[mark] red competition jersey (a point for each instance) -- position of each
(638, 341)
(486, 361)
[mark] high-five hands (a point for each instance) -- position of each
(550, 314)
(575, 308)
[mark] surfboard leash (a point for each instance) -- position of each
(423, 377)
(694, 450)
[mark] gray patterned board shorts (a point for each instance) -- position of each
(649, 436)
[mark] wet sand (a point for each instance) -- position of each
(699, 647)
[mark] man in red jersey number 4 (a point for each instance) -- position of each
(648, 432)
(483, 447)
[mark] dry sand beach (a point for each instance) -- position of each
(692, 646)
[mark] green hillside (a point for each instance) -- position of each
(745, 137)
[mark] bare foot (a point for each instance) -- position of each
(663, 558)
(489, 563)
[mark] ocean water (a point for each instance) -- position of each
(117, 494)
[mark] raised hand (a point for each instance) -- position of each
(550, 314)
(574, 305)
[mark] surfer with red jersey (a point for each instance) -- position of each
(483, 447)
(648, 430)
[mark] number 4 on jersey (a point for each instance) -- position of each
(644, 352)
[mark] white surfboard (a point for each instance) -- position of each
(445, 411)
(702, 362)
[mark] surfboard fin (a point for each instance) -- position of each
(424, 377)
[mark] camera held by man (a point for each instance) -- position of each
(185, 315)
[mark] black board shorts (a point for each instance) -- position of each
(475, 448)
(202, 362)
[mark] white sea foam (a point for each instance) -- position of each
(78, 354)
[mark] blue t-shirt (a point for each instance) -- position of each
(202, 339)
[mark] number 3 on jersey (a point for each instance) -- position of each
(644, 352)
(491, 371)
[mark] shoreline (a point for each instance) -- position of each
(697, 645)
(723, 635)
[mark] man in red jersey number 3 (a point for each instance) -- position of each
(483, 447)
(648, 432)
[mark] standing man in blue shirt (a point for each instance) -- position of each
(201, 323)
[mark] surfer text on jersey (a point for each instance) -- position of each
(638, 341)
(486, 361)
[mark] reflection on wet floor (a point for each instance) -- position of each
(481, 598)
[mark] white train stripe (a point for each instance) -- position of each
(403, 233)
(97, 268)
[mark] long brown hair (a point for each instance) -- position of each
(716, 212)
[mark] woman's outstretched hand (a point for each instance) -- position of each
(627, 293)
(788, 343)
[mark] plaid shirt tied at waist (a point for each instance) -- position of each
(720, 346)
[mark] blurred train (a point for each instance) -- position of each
******************************
Exact repetition of every record is required.

Solved problem
[mark] red competition jersey (a point for each instance) -- position of each
(638, 341)
(486, 361)
[mark] high-five hands (a point for each instance) -- position of each
(550, 314)
(575, 308)
[mark] surfboard leash (a point for each instance) -- position of each
(423, 377)
(694, 450)
[mark] gray patterned board shorts (a point for each instance) -- position of each
(649, 436)
[mark] wet sand (a point for each instance) -- position of each
(699, 647)
[mark] man in red jersey number 4 (a point for each instance) -- position of each
(648, 432)
(483, 447)
[mark] dry sand beach (a point for each instance) -- position of each
(692, 646)
[mark] green hillside (a point for each instance) -- position of each
(745, 137)
[mark] bare foot (a point for each instance) -- position of each
(663, 558)
(489, 563)
[mark] ocean water (a point for each instance) -- position of each
(117, 494)
[mark] raised hand (a point for each instance) -- position of each
(550, 314)
(574, 305)
[mark] surfer with red jersey (a point for each instance) -- position of each
(483, 447)
(648, 430)
[mark] number 4 on jersey (a point for each instance) -- position of each
(644, 352)
[mark] white surfboard (a point for each instance) -- position of each
(445, 411)
(702, 362)
[mark] surfboard fin (a point for each instance) -- position of each
(424, 377)
[mark] camera held by man (a point for each instance) -- position of each
(185, 315)
[mark] black board shorts (a point for each instance) -- position of each
(475, 448)
(202, 362)
[mark] white sea foam (a point for each instance) -- position of each
(78, 354)
[mark] blue t-shirt (a point for each instance) -- position of each
(202, 339)
[mark] number 3 on jersey (a point for each instance) -- position of each
(644, 352)
(491, 371)
[mark] shoreline (a point for each instance) -- position of each
(697, 645)
(723, 635)
[mark] man in red jersey number 3 (a point for each instance) -- position of each
(483, 447)
(648, 432)
[mark] standing man in blue shirt (a point for each instance) -- position of each
(201, 323)
[mark] surfer text on jersey (a point for each instance) -- position of each
(638, 341)
(486, 361)
[mark] reflection on wet floor (a point for each instance) -- position of each
(481, 598)
[mark] white train stripe (a point for each instance) -- position of each
(403, 233)
(97, 268)
[mark] long brown hair (a point for each instance) -- position of each
(716, 212)
[mark] woman's outstretched hand (a point for each instance) -- position of each
(627, 293)
(788, 343)
[mark] plaid shirt tied at waist (a point for each instance) -- position of each
(720, 346)
[mark] blurred train (a point for each instance) -- position of each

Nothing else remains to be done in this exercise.